Table 2 shows that students most often improved practical digital skills through blended learning, especially in using digital tools and software (71.3%), online communication (67.8%), and collaboration tools (65.5%). Fewer reported progress in creating content (41.4%) or understanding digital ethics (40.2%), suggesting stronger gains in operational than in critical or ethical com

2.2.3. Prior Blended Learning Experience

We assessed students’ prior experience with blended learning using a single dichotomous question: “Have you ever been involved in blended learning before?” Students selected either “Yes” or “No”. Responses were coded as 0 (No) and 1 (Yes) in the database. Results are shown in the table below.
According to Table 3, just over half of the students (54.7%) reported having no prior experience with blended learning, whereas 45.3% indicated previous participation in blended learning environments.

2.2.4. Student Motivation

The evaluation of how teaching techniques impacted student motivation was conducted using several of the scales in the Intrinsic Motivation Inventory (IMI). The IMI has been validated through many studies before ours. Four of the seven IMI scales were utilized in this study along with slight adjustments. The “Interest/Enjoyment” (IMI-I) scale contained four self-report items (for example, “I would call BL very interesting”), measured overall interest in the material. The “Effort/Importance” (IMI-E) subscale was made up of four items (for instance, “I put a lot of time into my BL course”) and measures the degree to which an activity is important to one’s motivation. The “Perceived Competence” (IMI-C) subscale consisted of four self-report items (such as, “After doing BL for a little while, I felt pretty confident”), is linked to self-report and observable intrinsic motivation. The “Value/Usefulness” (IMI-V) subscale contained four items (for example, “I believe the things I did in BL could have some worth”), measures the degree to which an activity is seen as valuable and/or relevant. Each item was rated on a five-point Likert-type scale from 1 (“strongly disagree”) to 5 (“strongly agree”).

■ DATA LISTING ■
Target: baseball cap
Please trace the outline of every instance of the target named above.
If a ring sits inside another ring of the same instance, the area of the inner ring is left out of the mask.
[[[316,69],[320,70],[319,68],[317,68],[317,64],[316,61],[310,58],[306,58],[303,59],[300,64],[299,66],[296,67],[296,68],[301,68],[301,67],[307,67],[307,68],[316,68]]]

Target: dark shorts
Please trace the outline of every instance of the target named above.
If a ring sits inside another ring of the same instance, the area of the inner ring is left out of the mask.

--

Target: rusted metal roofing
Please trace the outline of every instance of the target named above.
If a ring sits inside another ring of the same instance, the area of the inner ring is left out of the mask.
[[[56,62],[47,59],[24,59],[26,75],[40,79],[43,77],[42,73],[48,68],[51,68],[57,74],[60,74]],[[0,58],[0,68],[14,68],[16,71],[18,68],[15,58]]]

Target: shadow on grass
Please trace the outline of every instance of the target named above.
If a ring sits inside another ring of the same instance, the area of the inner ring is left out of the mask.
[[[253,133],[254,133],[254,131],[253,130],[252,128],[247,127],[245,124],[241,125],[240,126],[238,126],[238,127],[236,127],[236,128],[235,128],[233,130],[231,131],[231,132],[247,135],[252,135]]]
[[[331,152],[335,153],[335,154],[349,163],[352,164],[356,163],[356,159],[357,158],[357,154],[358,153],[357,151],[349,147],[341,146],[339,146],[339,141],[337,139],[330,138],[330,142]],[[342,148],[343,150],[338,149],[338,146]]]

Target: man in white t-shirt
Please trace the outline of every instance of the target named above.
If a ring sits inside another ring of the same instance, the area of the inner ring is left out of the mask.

---

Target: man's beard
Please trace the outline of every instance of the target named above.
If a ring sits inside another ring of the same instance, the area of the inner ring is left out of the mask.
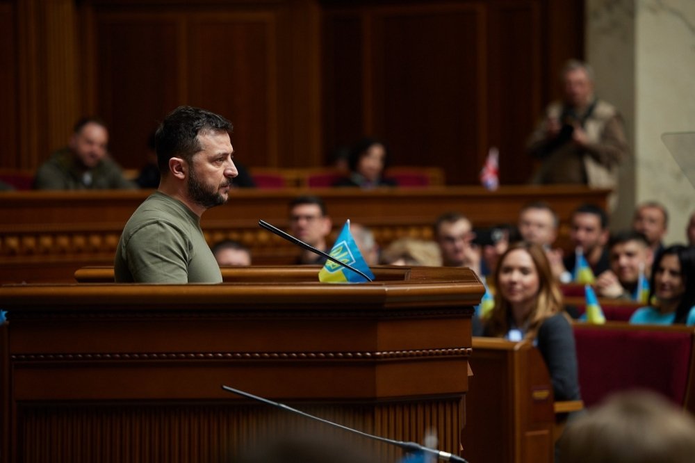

■ TO BE DONE ■
1) Reproduce the blended learning excerpt from "Table 2 shows" up to and including "the table below.".
2) In the blended learning excerpt, how many of the Intrinsic Motivation Inventory's scales did the study use?

■ EXPECTED OUTPUTS ■
1)
Table 2 shows that students most often improved practical digital skills through blended learning, especially in using digital tools and software (71.3%), online communication (67.8%), and collaboration tools (65.5%). Fewer reported progress in creating content (41.4%) or understanding digital ethics (40.2%), suggesting stronger gains in operational than in critical or ethical com

2.2.3. Prior Blended Learning Experience

We assessed students’ prior experience with blended learning using a single dichotomous question: “Have you ever been involved in blended learning before?” Students selected either “Yes” or “No”. Responses were coded as 0 (No) and 1 (Yes) in the database. Results are shown in the table below.

2) Four of the seven scales.